=== Records shown ===
|---|
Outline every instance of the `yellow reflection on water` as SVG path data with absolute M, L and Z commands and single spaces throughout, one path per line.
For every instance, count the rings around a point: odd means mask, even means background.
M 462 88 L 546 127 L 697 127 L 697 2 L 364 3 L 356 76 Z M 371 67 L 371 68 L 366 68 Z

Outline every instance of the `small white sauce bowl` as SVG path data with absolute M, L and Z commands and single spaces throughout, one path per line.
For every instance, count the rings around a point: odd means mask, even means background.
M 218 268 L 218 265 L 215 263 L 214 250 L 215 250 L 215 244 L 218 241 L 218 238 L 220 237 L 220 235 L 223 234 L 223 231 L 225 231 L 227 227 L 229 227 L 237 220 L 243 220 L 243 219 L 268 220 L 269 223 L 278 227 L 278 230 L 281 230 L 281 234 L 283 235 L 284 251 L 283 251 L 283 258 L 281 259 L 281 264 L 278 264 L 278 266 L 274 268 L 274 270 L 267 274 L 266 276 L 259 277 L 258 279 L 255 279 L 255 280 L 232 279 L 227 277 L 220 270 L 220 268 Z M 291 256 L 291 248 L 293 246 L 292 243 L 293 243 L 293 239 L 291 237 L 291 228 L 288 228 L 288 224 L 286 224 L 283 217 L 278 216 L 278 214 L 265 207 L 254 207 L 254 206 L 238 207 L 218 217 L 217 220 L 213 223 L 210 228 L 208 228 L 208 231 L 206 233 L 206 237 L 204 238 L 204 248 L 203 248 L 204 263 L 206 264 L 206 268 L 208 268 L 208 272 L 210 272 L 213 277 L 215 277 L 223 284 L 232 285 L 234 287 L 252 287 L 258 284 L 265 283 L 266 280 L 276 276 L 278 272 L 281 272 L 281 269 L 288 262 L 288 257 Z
|---|
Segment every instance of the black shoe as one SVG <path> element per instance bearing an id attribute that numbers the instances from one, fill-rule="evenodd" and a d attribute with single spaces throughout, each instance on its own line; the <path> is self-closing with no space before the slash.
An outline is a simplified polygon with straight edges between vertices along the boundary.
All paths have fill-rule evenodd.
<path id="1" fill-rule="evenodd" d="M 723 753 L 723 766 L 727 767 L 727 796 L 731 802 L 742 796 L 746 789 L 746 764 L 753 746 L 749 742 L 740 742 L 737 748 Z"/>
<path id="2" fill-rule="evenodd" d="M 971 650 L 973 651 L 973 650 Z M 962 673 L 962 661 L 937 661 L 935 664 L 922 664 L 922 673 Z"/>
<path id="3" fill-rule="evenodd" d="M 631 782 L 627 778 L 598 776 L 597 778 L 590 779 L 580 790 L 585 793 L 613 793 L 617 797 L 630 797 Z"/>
|---|
=== Given instruction ===
Can you reproduce, character for character, the lines from the one with "Segment every instance" up to and including the one with "631 782 L 627"?

=== Solution ===
Segment every instance of the black shoe as one SVG <path> element per instance bearing an id attribute that numbers the instances from one, fill-rule="evenodd" and a d attribute with single spaces throughout, each instance on its own line; the <path> is self-closing with no space before the slash.
An outline is a simplified polygon with straight edges between vertices along the boundary.
All paths have fill-rule evenodd.
<path id="1" fill-rule="evenodd" d="M 723 753 L 723 766 L 727 767 L 727 796 L 731 802 L 742 796 L 746 789 L 746 764 L 753 746 L 749 742 L 740 742 L 737 748 Z"/>
<path id="2" fill-rule="evenodd" d="M 971 650 L 973 651 L 973 650 Z M 962 673 L 962 661 L 937 661 L 935 664 L 922 664 L 922 673 Z"/>
<path id="3" fill-rule="evenodd" d="M 631 782 L 627 778 L 598 776 L 597 778 L 590 779 L 580 790 L 585 793 L 613 793 L 617 797 L 630 797 Z"/>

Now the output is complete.